**WHAT YOU ARE ASKED TO DO**
Convert the lines of the records starting at the one containing "the asphalt road." and ending at the one containing "M 55 80 L 38 50 L 0 65 L 0 80 Z" into a JSON list of strings, one string per line, leaving out any blank lines.

——————

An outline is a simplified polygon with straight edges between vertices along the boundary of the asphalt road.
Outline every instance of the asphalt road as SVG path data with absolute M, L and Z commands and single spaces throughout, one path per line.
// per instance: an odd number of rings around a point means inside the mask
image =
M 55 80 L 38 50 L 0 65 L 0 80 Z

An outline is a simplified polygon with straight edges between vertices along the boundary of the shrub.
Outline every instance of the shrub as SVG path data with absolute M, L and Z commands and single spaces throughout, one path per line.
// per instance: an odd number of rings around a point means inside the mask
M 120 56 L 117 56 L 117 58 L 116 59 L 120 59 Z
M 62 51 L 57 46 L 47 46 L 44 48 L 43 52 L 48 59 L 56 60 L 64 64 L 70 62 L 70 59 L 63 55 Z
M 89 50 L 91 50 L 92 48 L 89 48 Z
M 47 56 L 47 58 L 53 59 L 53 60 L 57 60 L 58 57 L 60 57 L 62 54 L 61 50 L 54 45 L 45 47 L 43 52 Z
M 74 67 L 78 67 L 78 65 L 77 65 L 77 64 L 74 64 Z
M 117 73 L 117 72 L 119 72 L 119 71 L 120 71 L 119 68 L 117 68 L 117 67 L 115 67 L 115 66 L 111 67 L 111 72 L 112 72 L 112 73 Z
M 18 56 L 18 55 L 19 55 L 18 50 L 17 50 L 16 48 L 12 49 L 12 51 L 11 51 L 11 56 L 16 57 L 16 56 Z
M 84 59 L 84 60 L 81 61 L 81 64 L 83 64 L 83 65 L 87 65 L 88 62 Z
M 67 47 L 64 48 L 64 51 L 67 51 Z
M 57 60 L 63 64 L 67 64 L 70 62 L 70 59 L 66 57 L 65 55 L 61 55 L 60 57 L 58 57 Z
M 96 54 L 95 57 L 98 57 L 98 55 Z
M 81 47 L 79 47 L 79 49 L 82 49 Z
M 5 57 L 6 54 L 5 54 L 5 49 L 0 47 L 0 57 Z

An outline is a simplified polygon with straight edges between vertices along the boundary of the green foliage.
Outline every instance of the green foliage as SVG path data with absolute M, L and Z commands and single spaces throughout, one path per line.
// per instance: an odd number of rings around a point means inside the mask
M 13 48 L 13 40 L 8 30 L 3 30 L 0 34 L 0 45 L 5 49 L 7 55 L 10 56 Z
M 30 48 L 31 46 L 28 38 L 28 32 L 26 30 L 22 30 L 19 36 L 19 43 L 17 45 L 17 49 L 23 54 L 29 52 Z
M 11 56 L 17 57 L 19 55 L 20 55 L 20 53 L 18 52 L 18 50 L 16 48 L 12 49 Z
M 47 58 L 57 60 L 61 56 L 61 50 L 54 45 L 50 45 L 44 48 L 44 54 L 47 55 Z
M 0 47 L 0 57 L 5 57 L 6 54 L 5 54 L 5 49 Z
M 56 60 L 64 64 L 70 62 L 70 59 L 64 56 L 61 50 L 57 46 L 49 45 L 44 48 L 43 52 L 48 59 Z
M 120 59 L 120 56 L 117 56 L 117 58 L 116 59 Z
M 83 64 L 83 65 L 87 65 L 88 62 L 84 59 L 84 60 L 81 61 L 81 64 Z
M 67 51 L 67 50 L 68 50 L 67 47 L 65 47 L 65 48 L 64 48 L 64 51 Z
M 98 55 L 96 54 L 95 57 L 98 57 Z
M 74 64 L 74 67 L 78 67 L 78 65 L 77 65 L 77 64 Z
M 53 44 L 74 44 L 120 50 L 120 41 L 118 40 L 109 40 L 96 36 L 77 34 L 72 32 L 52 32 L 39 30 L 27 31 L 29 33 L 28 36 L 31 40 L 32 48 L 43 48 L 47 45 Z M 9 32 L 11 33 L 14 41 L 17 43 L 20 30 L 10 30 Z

——————

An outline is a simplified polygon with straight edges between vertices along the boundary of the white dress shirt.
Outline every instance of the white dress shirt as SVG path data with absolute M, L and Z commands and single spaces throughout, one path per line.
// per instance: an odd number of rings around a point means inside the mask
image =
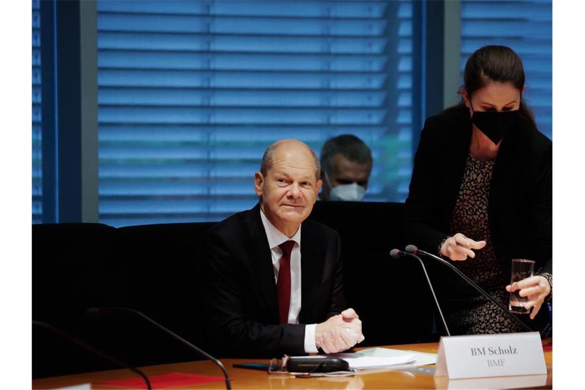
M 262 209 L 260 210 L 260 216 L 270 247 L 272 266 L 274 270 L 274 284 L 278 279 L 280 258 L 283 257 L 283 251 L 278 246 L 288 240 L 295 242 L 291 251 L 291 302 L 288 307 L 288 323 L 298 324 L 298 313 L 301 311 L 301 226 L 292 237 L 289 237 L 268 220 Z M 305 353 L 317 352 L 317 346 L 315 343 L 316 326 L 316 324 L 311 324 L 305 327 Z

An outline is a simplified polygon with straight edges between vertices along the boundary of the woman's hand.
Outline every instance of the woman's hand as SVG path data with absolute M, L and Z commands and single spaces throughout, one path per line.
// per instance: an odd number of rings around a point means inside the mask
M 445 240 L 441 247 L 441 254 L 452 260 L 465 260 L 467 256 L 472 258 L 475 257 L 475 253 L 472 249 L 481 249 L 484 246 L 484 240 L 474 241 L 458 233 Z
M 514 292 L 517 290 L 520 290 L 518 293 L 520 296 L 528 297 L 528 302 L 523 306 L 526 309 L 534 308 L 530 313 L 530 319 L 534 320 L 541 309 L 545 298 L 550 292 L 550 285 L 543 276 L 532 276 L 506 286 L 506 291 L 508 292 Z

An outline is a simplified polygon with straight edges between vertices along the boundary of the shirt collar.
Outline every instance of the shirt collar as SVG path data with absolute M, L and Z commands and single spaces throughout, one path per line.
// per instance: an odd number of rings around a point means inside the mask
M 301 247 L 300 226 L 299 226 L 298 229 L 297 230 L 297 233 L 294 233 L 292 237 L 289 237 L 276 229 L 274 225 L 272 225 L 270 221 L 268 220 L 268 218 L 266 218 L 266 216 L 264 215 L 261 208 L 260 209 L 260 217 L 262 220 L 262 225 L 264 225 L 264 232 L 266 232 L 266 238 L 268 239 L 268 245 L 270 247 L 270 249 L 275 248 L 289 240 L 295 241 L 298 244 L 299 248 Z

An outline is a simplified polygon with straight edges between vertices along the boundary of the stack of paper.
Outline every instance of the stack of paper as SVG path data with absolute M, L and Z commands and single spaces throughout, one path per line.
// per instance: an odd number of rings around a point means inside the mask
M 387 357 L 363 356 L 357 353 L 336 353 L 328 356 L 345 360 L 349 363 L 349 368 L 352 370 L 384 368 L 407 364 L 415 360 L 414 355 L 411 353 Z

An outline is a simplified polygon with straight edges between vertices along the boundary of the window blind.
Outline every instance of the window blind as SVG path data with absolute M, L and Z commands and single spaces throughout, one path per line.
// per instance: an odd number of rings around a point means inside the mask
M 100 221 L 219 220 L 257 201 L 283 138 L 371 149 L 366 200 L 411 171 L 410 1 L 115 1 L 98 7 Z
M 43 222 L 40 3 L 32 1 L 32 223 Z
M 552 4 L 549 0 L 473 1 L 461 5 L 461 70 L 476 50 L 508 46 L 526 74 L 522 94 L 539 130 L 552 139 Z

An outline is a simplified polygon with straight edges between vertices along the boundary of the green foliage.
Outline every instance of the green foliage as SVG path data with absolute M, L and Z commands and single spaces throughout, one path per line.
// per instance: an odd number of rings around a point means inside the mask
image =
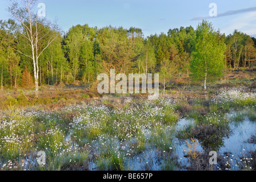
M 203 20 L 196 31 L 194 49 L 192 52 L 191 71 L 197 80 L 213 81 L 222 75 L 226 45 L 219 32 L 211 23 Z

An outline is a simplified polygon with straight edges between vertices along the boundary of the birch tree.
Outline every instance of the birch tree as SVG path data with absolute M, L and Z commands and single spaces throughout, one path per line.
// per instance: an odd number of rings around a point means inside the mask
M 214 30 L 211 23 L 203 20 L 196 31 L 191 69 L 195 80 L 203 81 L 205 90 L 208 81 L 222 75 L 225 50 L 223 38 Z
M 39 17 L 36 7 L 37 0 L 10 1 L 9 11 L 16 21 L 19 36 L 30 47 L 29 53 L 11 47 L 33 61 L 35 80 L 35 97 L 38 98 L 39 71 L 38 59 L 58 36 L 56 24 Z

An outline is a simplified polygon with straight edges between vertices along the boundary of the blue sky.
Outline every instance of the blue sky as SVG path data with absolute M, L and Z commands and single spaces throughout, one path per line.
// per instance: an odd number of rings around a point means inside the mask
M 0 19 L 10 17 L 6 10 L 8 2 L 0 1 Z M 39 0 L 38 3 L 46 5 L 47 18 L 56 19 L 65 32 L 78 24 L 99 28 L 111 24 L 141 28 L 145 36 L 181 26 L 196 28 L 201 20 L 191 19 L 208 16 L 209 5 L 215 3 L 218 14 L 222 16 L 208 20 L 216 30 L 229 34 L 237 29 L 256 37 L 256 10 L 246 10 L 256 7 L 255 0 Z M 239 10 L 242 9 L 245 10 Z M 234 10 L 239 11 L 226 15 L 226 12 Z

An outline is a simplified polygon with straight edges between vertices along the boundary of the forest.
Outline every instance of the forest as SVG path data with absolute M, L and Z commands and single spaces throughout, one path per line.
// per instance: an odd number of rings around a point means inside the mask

——————

**REPLY TO THE EXERCISE**
[
  "An outline is a simplified polygon with straight edges between vertices along the boundary of the asphalt road.",
  "Outline every instance of the asphalt road as SVG path data with absolute M, L and Z commands and single spaces throughout, one path per line.",
  "// per instance: an odd number of rings around a point means inside the mask",
  "image =",
  "M 55 80 L 38 50 L 0 65 L 0 80 Z"
]